# GIVEN PROBLEM 1
Locate each line of the listing that contains the string "steel" and copy it. Matching is case-sensitive.

Project

General

Profile

Actions

Bug #974

closed

ldv-core skips drivers under heavy load

Added by Pavel Shved about 13 years ago. Updated over 12 years ago.

Status:
Closed
Priority:
Normal
Assignee:
Category:
Infrastructure
Start date:
03/24/2011
Due date:
% Done:

0%

Estimated time:
Detected in build:
svn
Platform:
Published in build:
1b22552

Description

On a heavy-loaded system, ldv-core sometimes doesn't yield commands for drivers (i.e. does not launch the relevant DSCVs). During the experiment with a cluster, it skipped 9 out of 2000 drivers.

When it happens, ldv-core issues a trace message

ldv-core: Test for next command...

which means that WSDL service returned NIL instead of the command.

Should be investigated properly.

Actions #1

Updated by Pavel Shved about 13 years ago

Here's an exception trace for CSD service. There are exactly 9 traces in csd_err.log — as many as there are missing drivers.

# THE DATA
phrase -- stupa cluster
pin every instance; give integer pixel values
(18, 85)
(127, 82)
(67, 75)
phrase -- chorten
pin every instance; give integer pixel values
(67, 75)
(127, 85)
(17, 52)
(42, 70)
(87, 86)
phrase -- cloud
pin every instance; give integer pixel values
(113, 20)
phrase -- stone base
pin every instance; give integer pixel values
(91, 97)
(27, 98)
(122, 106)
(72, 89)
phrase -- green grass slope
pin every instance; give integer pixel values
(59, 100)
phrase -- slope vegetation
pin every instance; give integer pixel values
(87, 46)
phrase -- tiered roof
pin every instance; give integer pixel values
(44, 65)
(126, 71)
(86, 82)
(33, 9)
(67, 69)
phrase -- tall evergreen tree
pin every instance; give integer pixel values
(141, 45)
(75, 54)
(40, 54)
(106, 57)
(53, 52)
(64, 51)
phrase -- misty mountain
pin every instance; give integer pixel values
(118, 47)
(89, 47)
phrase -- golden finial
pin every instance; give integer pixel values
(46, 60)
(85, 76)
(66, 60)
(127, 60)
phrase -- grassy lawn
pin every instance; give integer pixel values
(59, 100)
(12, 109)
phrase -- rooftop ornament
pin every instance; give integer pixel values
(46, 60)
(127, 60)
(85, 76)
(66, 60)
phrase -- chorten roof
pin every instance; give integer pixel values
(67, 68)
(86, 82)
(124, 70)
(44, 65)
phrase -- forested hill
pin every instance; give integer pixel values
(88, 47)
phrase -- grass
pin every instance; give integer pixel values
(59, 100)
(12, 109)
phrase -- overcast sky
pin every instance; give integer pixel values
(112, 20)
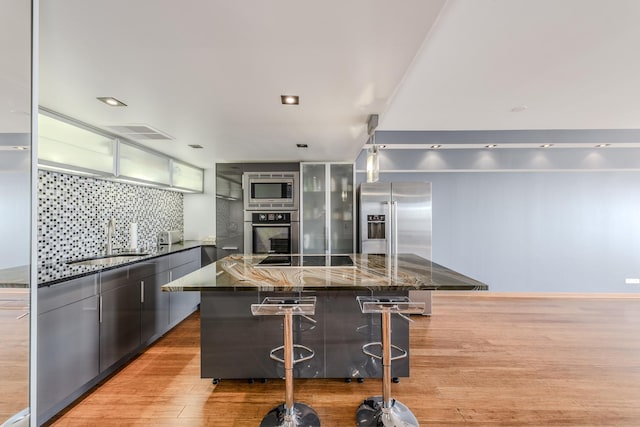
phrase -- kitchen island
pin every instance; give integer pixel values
(236, 344)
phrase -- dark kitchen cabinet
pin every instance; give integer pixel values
(68, 342)
(155, 303)
(120, 320)
(90, 326)
(181, 304)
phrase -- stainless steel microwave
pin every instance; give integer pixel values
(270, 190)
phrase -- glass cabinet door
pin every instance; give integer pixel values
(341, 219)
(186, 176)
(64, 144)
(314, 209)
(138, 164)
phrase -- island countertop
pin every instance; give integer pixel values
(374, 272)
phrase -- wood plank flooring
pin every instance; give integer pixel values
(14, 351)
(480, 360)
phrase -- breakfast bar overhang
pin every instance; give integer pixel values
(236, 345)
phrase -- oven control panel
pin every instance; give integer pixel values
(271, 217)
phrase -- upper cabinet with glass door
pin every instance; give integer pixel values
(187, 177)
(142, 165)
(67, 147)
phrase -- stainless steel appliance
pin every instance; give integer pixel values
(271, 232)
(396, 218)
(270, 190)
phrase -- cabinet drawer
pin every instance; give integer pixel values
(112, 279)
(65, 293)
(184, 257)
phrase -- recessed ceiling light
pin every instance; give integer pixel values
(519, 109)
(111, 101)
(290, 99)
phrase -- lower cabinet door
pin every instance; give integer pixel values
(181, 304)
(68, 353)
(155, 307)
(119, 324)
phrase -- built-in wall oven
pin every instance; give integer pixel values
(268, 232)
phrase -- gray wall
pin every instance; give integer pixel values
(569, 230)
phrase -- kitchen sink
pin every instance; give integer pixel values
(107, 260)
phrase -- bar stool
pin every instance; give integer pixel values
(289, 413)
(384, 410)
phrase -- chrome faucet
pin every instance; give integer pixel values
(111, 229)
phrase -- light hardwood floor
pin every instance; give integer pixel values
(480, 360)
(14, 351)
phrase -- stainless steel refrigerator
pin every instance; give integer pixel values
(395, 217)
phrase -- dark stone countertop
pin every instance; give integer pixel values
(50, 274)
(14, 277)
(374, 272)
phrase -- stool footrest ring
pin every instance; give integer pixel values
(365, 350)
(311, 354)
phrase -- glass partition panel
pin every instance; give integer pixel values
(342, 208)
(314, 209)
(15, 207)
(66, 144)
(137, 163)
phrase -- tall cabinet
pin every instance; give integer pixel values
(327, 208)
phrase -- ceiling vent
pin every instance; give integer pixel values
(140, 132)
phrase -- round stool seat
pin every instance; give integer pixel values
(384, 410)
(289, 413)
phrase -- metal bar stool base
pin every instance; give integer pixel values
(370, 414)
(304, 416)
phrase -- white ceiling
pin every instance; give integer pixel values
(574, 64)
(212, 72)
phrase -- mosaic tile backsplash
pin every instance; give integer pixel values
(73, 212)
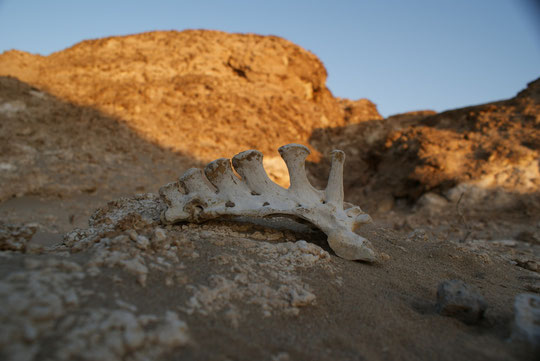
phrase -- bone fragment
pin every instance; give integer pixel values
(219, 193)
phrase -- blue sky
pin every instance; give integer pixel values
(403, 55)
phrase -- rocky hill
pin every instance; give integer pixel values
(204, 93)
(454, 196)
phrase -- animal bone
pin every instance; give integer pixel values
(218, 192)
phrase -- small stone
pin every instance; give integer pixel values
(527, 318)
(384, 257)
(459, 300)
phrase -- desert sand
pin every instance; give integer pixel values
(90, 271)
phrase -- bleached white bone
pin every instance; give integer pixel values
(218, 193)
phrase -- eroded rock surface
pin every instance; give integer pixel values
(129, 287)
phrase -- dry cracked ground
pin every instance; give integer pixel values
(89, 271)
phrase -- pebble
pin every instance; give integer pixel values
(527, 318)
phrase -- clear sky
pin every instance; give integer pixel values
(402, 54)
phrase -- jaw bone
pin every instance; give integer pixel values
(218, 192)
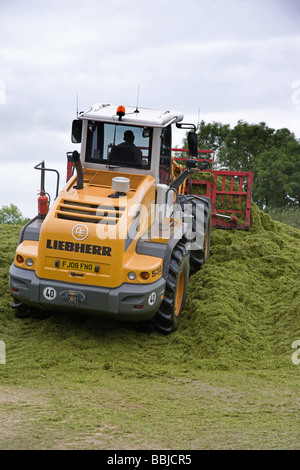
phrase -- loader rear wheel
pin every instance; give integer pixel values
(167, 317)
(199, 256)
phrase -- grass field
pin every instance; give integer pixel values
(225, 380)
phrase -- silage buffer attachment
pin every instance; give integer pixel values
(230, 191)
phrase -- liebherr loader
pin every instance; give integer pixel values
(123, 235)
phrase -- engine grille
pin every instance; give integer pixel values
(89, 213)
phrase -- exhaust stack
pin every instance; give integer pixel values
(78, 166)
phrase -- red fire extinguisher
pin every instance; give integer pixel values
(43, 205)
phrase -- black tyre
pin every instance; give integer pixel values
(167, 317)
(201, 219)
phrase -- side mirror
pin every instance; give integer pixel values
(76, 131)
(193, 144)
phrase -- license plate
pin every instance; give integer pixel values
(77, 265)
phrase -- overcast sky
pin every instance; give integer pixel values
(225, 59)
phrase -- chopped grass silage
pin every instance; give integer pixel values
(242, 312)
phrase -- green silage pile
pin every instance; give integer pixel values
(243, 307)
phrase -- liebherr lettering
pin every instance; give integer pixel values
(78, 247)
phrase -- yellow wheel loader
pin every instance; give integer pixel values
(123, 235)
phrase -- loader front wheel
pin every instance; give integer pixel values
(167, 317)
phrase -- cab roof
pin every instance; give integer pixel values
(133, 116)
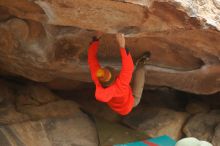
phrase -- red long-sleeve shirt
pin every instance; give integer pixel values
(118, 96)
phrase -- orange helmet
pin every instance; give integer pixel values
(106, 76)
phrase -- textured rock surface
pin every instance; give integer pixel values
(31, 115)
(47, 40)
(195, 107)
(75, 131)
(202, 125)
(216, 138)
(157, 122)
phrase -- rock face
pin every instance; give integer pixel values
(31, 115)
(47, 40)
(157, 121)
(202, 125)
(216, 138)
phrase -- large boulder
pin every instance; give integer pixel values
(32, 115)
(75, 131)
(157, 121)
(202, 125)
(46, 40)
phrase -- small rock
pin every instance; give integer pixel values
(216, 138)
(157, 121)
(202, 125)
(62, 108)
(75, 131)
(163, 97)
(194, 107)
(35, 95)
(9, 115)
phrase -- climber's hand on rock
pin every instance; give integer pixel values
(121, 40)
(98, 35)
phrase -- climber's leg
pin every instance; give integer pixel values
(138, 84)
(139, 77)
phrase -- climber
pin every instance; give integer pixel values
(139, 77)
(112, 88)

# GIVEN PROBLEM 2
Reproduce verbatim the passage of the bug report that opens with the words containing "When it happens, ldv-core" and closes with "are missing drivers.".

# EXERCISE RESPONSE 1
phrase -- stainless steel microwave
phrase -- stainless steel appliance
phrase -- stainless steel refrigerator

# EXERCISE RESPONSE 2
When it happens, ldv-core issues a trace message

ldv-core: Test for next command...

which means that WSDL service returned NIL instead of the command.

Should be investigated properly.

Actions #1

Updated by Pavel Shved about 13 years ago

Here's an exception trace for CSD service. There are exactly 9 traces in csd_err.log — as many as there are missing drivers.